Similarly, 94% of surveyed Latino parents support “requiring technology companies to better and more transparently assess the impact of their products on children, and establish age restrictions for social media use on their platforms.” This includes 67% who strongly support this policy reform.
Latino parents are also highly supportive of having schools address the dangers of social media use. More specifically, 93% support (and 65% strongly support) “including digital and social media literacy in the curriculum of schools so all children are informed of the harms of social media and given some skills to help them use social media more safely.” Policy support for these interventions are consistent across all demographics, including Latino parents regardless of their partisanship, making clear that protecting children from the potential dangers of social media use is a non-partisan issue.
The data referenced here demonstrates that Latino pre-teens and adolescents use social media regularly and that Latino parents are highly aware of and concerned about the potential harm heavy social media use can have on the mental health of their children. The survey findings indicate that policy makers and social media platform companies should take action to provide greater protections for children and be responsive to the Latino community’s concerns.

Point-per-instance localization data:
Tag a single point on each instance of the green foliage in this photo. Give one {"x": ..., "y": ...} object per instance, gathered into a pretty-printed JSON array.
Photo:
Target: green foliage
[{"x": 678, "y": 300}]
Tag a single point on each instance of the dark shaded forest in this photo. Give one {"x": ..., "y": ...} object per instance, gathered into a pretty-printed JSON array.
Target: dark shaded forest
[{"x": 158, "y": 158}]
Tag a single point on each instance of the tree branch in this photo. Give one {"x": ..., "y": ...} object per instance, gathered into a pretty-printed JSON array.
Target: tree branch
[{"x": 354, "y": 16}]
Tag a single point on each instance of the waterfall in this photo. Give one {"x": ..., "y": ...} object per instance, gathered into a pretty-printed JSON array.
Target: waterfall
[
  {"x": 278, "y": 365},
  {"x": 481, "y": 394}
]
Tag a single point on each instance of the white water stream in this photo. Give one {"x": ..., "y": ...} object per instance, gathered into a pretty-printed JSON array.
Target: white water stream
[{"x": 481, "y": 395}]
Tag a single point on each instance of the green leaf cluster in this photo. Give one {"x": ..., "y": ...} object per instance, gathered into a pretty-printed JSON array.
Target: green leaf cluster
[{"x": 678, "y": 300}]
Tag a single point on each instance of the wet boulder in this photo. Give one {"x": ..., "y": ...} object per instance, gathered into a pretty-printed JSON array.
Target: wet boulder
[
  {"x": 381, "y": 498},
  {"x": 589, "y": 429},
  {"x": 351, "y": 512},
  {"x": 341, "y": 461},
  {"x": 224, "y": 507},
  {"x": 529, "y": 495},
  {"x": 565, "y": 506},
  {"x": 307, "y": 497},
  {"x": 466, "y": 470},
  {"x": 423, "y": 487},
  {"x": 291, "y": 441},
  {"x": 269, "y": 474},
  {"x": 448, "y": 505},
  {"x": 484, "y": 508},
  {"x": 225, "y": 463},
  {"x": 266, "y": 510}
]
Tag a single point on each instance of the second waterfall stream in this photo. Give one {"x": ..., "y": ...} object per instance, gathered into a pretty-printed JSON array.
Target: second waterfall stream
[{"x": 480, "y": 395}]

WORK INSTRUCTION A |
Output the stretch of the social media survey passage from "Similarly, 94% of" through "a non-partisan issue.".
WORK INSTRUCTION B |
Translate this sentence from the social media survey passage into Spanish: "Latino parents are also highly supportive of having schools address the dangers of social media use."
WORK INSTRUCTION C |
Resume the social media survey passage after its final sentence.
These rows have nothing to do with the social media survey passage.

RESPONSE BOX A |
Similarly, 94% of surveyed Latino parents support “requiring technology companies to better and more transparently assess the impact of their products on children, and establish age restrictions for social media use on their platforms.” This includes 67% who strongly support this policy reform.
Latino parents are also highly supportive of having schools address the dangers of social media use. More specifically, 93% support (and 65% strongly support) “including digital and social media literacy in the curriculum of schools so all children are informed of the harms of social media and given some skills to help them use social media more safely.” Policy support for these interventions are consistent across all demographics, including Latino parents regardless of their partisanship, making clear that protecting children from the potential dangers of social media use is a non-partisan issue.

RESPONSE BOX B |
Los padres latinos también apoyan firmemente que las escuelas aborden los peligros del uso de las redes sociales.

RESPONSE BOX C |
Frustration with social media companies is shared across both political parties, making legislation to reduce online threats to children a rare opportunity for bipartisanship. Congress should feel confident leaning on this issue, as Latino parents overwhelmingly support common-sense approaches to increase children’s digital literacy and knowledge of the dangers that come with using these platforms and ensure accountability for companies who promote and market social media apps and platforms to adolescents. This is in line with several bills that have been advanced in Congress, such as the Kids Online Safety Act, which would require social media companies to do more to take reasonable measures to prevent harm, a policy that Latino parents in this survey overwhelmingly support. Furthermore, the Protecting Kids on Social Media Act, which could set an age requirement of 13 for social media accounts to be set-up, is consistent with the attempts of several states to establish age restrictions for social media accounts and require parental consent for children to sign up for accounts. There is consensus across both parties that more action must be taken, and this data makes clear that Latino parents will support aggressive action and want to see this happen now.
- The survey data referenced herein was produced independently by a third-party firm, BSP Research on behalf of Omidyar Network . Outside of his work at Brookings, Dr. Gabriel Sanchez serves as Director of Research for BSP Research and was part of the group of scholars who designed and implemented this survey.